**求められること**
「the tile backsplash.」を含む行から最後の行までを、指示の文も含めてすべて書き直しなさい。その際、答えの座標の数値はすべて0.8倍して整数に丸めること（0.5は切り上げる）。

**抽出した行**
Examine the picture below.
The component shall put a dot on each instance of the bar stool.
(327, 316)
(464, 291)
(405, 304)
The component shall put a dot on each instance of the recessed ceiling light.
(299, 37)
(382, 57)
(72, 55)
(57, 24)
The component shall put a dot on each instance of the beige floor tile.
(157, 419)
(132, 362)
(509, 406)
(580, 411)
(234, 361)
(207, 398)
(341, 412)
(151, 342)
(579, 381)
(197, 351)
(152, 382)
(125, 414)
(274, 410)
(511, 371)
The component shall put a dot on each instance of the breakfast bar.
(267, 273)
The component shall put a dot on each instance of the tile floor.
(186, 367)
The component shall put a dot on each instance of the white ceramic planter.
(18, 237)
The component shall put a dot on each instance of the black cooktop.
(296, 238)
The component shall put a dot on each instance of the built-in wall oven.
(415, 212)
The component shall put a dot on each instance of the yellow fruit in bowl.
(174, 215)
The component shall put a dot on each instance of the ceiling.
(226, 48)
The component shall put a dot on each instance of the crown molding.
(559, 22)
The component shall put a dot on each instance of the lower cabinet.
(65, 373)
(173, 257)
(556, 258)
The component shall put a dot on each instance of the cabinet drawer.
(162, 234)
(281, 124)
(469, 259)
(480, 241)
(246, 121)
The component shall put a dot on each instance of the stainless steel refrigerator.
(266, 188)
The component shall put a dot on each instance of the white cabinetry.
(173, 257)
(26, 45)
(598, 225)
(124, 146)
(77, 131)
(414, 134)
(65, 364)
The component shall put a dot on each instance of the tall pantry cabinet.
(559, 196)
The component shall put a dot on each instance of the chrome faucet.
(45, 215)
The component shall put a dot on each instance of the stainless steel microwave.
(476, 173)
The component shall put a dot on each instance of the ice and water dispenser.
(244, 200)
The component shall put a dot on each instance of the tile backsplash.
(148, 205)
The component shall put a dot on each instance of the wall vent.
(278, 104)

**問題の解答**
The component shall put a dot on each instance of the tile backsplash.
(118, 164)
The component shall put a dot on each instance of the wall vent.
(222, 83)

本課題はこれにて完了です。